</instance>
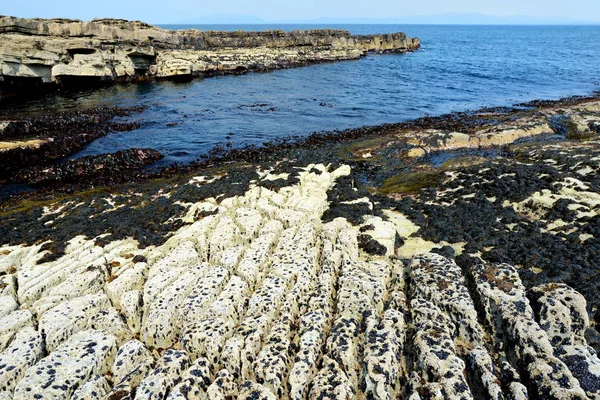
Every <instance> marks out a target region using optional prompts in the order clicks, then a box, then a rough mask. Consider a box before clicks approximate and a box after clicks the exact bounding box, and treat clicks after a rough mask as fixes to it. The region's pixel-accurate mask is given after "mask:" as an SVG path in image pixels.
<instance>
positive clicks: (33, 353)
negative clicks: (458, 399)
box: [0, 96, 600, 399]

▶ _Description of the task_
The answer is the listing above restated word for word, pictures removed.

▶ _Solution_
</instance>
Every <instance> marks out a target region using optional prompts in the order clicks, then a box, then a rough mask. Consider a box before clicks approximate and a box after clicks the exact bounding box, and treat clicks after a rough mask as fixes to it. The region's pixel-accurate mask is given after "mask:" as an SVG path in image pixels.
<instance>
positive clicks: (33, 353)
negative clicks: (458, 399)
box: [0, 96, 600, 399]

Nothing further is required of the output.